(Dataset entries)
┄┄┄┄┄┄┄┄┄┄

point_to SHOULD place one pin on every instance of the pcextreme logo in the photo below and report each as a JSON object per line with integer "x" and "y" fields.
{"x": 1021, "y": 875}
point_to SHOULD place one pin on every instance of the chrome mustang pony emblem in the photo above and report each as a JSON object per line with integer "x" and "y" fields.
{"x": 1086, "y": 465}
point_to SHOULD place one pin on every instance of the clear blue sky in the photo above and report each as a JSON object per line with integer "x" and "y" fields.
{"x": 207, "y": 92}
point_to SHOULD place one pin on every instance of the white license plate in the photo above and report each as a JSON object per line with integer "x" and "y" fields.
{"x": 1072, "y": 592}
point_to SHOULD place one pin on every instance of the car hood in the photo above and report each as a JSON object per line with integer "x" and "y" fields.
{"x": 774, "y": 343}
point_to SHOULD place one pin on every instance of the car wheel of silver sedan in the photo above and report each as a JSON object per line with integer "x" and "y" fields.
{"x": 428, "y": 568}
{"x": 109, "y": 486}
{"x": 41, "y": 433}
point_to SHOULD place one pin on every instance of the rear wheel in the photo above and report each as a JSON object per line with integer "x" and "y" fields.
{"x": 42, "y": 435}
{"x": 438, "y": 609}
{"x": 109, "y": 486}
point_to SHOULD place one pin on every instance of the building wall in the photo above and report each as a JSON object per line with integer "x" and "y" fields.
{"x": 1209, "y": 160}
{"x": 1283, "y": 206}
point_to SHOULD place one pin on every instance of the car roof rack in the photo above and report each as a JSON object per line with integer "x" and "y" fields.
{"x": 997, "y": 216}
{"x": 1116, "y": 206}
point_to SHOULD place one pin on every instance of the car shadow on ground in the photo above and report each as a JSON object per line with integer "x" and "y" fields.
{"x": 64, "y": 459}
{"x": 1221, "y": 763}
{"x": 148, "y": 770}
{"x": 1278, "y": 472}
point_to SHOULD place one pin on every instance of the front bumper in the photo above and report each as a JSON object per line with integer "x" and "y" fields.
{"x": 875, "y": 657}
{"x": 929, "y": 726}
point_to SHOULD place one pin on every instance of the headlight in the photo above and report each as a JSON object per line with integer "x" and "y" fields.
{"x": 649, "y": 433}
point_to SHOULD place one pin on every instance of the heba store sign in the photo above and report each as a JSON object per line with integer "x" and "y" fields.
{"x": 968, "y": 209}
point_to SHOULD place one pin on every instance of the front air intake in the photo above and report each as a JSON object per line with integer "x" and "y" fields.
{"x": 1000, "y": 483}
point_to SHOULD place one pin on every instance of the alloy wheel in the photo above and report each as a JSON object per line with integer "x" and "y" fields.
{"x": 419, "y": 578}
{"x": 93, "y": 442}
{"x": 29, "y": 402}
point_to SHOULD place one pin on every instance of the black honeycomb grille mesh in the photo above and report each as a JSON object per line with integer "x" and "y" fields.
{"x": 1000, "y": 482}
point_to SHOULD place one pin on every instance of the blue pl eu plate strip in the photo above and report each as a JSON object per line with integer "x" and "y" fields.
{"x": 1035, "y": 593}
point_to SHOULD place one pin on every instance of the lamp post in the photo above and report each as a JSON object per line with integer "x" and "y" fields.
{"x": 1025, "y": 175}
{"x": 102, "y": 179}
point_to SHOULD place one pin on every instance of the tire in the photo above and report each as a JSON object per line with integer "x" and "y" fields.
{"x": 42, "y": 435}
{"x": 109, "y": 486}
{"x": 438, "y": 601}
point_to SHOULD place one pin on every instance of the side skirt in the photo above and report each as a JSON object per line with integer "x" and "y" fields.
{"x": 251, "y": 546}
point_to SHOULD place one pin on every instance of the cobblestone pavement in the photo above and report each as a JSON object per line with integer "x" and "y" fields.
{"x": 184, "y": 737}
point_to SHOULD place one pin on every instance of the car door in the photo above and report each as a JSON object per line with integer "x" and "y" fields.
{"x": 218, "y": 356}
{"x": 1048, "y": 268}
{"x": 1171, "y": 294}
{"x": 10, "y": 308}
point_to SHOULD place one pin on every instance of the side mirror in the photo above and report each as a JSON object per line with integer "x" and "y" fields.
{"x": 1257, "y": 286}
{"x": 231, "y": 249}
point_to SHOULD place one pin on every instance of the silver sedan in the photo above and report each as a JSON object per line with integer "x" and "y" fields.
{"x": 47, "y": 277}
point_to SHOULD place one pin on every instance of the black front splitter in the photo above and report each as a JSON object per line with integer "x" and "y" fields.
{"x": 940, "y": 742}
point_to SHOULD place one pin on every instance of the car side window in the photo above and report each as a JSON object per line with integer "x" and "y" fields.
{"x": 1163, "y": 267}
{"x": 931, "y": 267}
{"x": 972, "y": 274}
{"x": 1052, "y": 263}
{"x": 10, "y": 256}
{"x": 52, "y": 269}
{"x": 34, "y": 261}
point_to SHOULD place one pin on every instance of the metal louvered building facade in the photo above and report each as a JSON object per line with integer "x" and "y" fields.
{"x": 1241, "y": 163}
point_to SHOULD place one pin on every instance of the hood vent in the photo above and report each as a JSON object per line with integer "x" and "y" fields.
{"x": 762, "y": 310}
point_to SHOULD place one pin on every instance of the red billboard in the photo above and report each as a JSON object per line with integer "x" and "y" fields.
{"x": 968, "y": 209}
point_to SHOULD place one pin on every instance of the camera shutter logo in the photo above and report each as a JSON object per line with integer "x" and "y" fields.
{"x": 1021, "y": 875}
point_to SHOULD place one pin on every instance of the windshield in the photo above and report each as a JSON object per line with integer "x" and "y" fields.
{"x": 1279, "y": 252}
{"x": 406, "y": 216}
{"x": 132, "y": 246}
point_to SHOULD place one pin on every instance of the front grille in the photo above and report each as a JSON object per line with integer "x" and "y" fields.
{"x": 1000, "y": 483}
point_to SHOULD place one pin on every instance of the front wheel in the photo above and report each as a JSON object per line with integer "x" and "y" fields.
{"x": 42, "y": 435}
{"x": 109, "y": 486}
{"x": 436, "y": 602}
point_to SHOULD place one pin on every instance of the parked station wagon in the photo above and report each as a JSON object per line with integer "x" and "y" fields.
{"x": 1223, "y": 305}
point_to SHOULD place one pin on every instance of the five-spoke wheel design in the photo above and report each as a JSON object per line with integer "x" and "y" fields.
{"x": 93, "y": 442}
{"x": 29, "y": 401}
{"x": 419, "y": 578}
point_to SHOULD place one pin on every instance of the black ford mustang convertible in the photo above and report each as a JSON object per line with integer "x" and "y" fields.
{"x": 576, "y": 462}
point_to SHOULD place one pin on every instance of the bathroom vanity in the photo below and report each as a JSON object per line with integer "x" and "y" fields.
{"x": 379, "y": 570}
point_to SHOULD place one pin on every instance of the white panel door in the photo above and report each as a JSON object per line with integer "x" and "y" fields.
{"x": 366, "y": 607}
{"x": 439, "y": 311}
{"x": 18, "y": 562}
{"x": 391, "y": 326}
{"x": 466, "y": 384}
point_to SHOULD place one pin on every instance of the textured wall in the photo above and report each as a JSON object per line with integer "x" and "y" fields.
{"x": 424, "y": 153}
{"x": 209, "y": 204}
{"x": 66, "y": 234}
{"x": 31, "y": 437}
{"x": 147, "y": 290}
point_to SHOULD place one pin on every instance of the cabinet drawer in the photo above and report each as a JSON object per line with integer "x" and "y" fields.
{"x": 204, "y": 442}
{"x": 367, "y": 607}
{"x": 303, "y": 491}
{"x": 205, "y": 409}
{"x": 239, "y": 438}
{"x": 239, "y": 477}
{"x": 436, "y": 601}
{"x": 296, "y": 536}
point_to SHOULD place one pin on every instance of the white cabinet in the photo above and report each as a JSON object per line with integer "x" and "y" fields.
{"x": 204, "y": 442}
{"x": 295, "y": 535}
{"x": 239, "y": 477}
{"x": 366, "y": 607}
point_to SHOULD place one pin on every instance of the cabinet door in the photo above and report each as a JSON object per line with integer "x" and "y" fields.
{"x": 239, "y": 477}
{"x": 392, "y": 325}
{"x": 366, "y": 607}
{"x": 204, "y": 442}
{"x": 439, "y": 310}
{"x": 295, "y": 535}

┄┄┄┄┄┄┄┄┄┄

» **Exercise**:
Output the lines from the line containing "the black ford" to the end, both included; add nothing.

» **Exercise output**:
point_to SHOULD place one pin on every instance of the black ford mustang convertible in the photo above and report each as a JSON object per line with integer "x" and "y" fields.
{"x": 576, "y": 462}
point_to SHOULD place one pin on every instance of the bathroom vanity in the photo below and report each as a JSON object per line with integer "x" and "y" fields.
{"x": 379, "y": 570}
point_to SHOULD place one pin on every instance of the white panel door in the photo above and report each as a JSON object per line with integer "x" and "y" fields.
{"x": 366, "y": 607}
{"x": 439, "y": 311}
{"x": 18, "y": 562}
{"x": 391, "y": 326}
{"x": 466, "y": 384}
point_to SHOULD place one pin on every instance of the textured wall in the photo above and report each as a JSON object per line with integer "x" and "y" fields.
{"x": 424, "y": 153}
{"x": 209, "y": 204}
{"x": 66, "y": 234}
{"x": 31, "y": 437}
{"x": 147, "y": 290}
point_to SHOULD place one pin on every instance of the cabinet drawer in the photo above and report each as a JSON object per line with integer "x" and "y" fields.
{"x": 204, "y": 442}
{"x": 367, "y": 607}
{"x": 303, "y": 491}
{"x": 205, "y": 409}
{"x": 239, "y": 438}
{"x": 239, "y": 477}
{"x": 436, "y": 601}
{"x": 296, "y": 536}
point_to SHOULD place one pin on every instance of the white cabinet in the photo above and report each as a JSON object per line with integer "x" and "y" fields.
{"x": 204, "y": 442}
{"x": 295, "y": 535}
{"x": 239, "y": 477}
{"x": 366, "y": 607}
point_to SHOULD place one pin on every instance of the cabinet door in the photo above and report each as a JSON object per line with integer "x" and "y" fields.
{"x": 239, "y": 477}
{"x": 392, "y": 325}
{"x": 366, "y": 607}
{"x": 204, "y": 442}
{"x": 439, "y": 310}
{"x": 295, "y": 535}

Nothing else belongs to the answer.